(INSTRUÇÃO 1):
Extraia, do texto sobre a punição da propaganda de violência terrorista, o trecho que começa em "Para ele, os" e termina em "do ato em si.".

Para ele, os envolvidos mais do que comemoravam a morte de pessoas em atentados promovidos mundo afora. Eles eram agentes que disseminavam e banalizavam a violência, estimulando e fazendo propaganda positiva. Além de planejar agir, incentivavam que alguém tomasse a atitude de fazer algo. “Há uma discussão de conceito. Quem é terrorista? Só quem faz algo?”, questiona, já pronto para responder. O entendimento que adotou no julgamento é de que promover esse tipo de violência está sujeito à punição. Como paralelo, usou outras previsões legais, como a publicidade racista ou nazista – ou mesmo a disseminação de pornografia: mesmo que o sujeito nunca tenha encostado numa criança, o simples encaminhamento de uma imagem pornográfica infantil é tipificado como crime – não só pelo impacto na imagem e privacidade, mas como incentivo à prática do ato em si.

(REGISTROS FORNECIDOS):
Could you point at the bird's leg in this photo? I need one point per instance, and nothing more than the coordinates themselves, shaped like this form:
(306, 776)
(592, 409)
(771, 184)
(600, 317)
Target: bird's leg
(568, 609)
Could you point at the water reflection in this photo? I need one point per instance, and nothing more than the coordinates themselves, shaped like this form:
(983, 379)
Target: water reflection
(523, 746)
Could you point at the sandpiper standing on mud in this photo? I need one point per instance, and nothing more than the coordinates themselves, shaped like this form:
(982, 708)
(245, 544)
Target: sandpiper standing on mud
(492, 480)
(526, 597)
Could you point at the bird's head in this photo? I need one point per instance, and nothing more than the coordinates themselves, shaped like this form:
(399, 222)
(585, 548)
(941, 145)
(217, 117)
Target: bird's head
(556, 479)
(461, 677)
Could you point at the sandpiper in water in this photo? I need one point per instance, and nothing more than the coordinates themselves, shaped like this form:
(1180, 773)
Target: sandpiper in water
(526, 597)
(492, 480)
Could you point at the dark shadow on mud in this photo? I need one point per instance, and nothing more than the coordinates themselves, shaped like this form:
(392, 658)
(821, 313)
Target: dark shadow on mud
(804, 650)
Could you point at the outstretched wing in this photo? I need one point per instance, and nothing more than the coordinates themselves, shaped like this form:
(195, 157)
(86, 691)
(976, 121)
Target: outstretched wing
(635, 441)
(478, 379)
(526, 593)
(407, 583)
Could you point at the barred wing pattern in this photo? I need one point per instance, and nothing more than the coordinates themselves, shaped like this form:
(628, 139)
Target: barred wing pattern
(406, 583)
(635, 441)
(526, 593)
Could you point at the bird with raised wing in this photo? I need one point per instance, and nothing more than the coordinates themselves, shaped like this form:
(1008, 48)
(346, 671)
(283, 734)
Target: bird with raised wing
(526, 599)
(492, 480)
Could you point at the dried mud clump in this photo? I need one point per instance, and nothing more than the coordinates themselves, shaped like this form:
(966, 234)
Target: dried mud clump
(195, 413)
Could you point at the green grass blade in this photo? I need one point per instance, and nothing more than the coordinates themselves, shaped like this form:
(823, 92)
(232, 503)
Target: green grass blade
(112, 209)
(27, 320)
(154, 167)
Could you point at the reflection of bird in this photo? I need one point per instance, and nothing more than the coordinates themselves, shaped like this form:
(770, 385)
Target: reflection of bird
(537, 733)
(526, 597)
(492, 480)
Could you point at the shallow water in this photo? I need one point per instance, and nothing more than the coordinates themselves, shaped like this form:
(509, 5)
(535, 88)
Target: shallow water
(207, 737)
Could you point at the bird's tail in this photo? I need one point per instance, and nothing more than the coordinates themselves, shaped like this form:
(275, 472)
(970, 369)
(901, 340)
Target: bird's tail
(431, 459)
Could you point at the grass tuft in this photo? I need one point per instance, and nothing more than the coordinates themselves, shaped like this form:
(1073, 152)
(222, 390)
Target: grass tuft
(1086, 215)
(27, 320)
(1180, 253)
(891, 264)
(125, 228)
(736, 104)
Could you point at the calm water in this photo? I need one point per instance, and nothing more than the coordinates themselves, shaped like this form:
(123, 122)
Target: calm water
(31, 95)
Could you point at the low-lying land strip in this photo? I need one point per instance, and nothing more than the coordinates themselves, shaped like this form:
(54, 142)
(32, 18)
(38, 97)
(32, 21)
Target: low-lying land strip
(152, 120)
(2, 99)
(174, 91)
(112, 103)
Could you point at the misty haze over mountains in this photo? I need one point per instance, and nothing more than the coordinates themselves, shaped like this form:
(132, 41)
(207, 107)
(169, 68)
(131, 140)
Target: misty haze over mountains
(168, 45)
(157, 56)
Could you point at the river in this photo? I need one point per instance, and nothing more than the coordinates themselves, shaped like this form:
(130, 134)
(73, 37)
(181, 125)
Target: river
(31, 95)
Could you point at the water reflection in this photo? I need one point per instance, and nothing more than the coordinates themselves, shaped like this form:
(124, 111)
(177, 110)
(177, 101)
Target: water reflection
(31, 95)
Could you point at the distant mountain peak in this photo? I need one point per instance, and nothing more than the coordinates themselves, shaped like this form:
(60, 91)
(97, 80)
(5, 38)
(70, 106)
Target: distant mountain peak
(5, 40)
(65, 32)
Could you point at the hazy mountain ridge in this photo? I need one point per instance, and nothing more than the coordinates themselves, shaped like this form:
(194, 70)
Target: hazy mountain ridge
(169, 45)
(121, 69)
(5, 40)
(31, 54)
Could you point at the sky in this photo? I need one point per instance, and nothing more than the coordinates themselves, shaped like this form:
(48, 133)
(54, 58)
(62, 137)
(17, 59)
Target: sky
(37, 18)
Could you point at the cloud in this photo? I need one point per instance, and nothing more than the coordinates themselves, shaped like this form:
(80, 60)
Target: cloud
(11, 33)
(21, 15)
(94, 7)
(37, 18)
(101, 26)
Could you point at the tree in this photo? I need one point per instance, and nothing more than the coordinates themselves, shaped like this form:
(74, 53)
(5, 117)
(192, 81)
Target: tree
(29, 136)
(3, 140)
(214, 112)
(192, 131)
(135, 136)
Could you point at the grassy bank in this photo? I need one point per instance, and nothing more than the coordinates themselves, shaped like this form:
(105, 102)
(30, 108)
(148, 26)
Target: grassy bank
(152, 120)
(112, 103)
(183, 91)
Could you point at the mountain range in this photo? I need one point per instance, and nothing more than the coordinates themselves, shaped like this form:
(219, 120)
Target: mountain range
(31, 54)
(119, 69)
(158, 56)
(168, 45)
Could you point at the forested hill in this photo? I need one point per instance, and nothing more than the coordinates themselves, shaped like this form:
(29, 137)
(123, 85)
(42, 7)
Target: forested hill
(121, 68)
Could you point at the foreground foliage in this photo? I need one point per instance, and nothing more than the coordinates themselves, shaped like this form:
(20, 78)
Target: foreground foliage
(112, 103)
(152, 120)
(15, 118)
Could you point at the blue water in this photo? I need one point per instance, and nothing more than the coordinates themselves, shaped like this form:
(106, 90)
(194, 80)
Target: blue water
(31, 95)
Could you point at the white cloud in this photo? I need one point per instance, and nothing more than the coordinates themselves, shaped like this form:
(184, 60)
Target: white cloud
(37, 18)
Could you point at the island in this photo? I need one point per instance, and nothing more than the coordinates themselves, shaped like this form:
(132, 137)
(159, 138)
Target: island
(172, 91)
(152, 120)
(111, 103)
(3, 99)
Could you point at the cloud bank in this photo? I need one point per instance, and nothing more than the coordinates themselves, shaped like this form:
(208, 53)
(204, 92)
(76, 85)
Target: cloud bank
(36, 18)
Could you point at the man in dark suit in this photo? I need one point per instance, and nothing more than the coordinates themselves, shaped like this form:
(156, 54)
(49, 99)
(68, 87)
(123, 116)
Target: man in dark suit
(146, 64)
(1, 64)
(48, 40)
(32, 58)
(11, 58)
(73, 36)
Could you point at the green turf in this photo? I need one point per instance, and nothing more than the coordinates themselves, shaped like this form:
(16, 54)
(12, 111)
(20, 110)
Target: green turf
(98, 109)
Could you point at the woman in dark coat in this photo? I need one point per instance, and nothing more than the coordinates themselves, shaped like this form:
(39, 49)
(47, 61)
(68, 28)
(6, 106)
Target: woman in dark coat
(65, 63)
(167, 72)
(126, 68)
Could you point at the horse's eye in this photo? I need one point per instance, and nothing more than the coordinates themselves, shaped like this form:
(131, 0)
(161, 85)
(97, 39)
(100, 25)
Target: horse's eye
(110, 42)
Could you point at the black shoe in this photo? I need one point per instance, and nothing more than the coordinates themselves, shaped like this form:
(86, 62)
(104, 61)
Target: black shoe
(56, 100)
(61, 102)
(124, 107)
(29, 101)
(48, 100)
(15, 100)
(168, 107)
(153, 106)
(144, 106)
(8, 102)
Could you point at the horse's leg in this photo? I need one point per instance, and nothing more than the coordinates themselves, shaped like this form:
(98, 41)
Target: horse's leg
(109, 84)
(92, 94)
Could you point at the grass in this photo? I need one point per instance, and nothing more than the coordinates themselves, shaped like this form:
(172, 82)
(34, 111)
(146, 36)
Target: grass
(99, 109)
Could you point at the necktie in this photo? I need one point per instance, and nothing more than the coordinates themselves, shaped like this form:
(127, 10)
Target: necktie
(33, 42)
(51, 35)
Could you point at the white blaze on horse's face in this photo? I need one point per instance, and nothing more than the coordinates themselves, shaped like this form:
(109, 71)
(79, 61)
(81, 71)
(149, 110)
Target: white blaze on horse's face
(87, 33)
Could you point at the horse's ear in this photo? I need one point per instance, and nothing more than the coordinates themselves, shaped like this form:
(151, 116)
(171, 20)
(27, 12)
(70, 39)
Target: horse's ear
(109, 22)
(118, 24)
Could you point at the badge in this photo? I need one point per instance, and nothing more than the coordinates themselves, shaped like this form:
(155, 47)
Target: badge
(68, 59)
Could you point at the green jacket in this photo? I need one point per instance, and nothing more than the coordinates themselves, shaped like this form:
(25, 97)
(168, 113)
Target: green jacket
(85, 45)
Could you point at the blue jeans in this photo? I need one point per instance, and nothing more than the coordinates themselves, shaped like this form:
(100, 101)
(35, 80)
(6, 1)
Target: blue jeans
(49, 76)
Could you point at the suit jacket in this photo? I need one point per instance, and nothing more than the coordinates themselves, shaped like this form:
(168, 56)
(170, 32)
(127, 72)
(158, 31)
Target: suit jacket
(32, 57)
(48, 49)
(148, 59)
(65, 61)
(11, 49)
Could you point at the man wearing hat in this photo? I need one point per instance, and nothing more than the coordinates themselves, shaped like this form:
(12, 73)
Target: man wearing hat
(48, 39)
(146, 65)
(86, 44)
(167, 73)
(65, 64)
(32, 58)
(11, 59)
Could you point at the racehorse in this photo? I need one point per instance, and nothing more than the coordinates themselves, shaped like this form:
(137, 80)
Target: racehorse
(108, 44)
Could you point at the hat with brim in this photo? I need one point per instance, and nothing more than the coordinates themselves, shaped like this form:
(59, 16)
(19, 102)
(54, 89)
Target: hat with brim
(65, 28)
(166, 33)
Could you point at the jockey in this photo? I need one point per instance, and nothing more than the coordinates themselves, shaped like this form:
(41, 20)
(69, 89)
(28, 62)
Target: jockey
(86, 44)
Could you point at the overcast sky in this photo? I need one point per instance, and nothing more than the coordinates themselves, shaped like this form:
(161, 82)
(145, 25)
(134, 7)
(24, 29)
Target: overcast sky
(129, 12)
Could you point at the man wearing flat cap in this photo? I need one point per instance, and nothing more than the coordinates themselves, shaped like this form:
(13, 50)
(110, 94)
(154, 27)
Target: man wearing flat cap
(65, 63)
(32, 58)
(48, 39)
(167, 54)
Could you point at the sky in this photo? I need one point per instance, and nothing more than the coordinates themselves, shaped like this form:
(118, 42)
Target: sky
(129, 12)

(INSTRUÇÃO 2):
Copie sem qualquer alteração os registros, começando na linha que contém "Could you point at the racehorse" e terminando no fim dos registros.

(RESPOSTA 1):
Para ele, os envolvidos mais do que comemoravam a morte de pessoas em atentados promovidos mundo afora. Eles eram agentes que disseminavam e banalizavam a violência, estimulando e fazendo propaganda positiva. Além de planejar agir, incentivavam que alguém tomasse a atitude de fazer algo. “Há uma discussão de conceito. Quem é terrorista? Só quem faz algo?”, questiona, já pronto para responder. O entendimento que adotou no julgamento é de que promover esse tipo de violência está sujeito à punição. Como paralelo, usou outras previsões legais, como a publicidade racista ou nazista – ou mesmo a disseminação de pornografia: mesmo que o sujeito nunca tenha encostado numa criança, o simples encaminhamento de uma imagem pornográfica infantil é tipificado como crime – não só pelo impacto na imagem e privacidade, mas como incentivo à prática do ato em si.

(RESPOSTA 2):
Could you point at the racehorse in this photo? I need one point per instance, and nothing more than the coordinates themselves, shaped like this form:
(137, 80)
Target: racehorse
(108, 44)
Could you point at the hat with brim in this photo? I need one point per instance, and nothing more than the coordinates themselves, shaped like this form:
(59, 16)
(19, 102)
(54, 89)
Target: hat with brim
(65, 28)
(166, 33)
Could you point at the jockey in this photo? I need one point per instance, and nothing more than the coordinates themselves, shaped like this form:
(41, 20)
(69, 89)
(28, 62)
Target: jockey
(86, 44)
Could you point at the overcast sky in this photo? I need one point per instance, and nothing more than the coordinates themselves, shaped like this form:
(161, 82)
(145, 25)
(134, 7)
(24, 29)
Target: overcast sky
(129, 12)
Could you point at the man wearing flat cap in this photo? I need one point per instance, and nothing more than the coordinates themselves, shaped like this form:
(13, 50)
(110, 94)
(154, 27)
Target: man wearing flat cap
(65, 63)
(32, 58)
(48, 39)
(167, 54)
Could you point at the sky in this photo? I need one point per instance, and nothing more than the coordinates themselves, shaped like this form:
(118, 42)
Target: sky
(129, 12)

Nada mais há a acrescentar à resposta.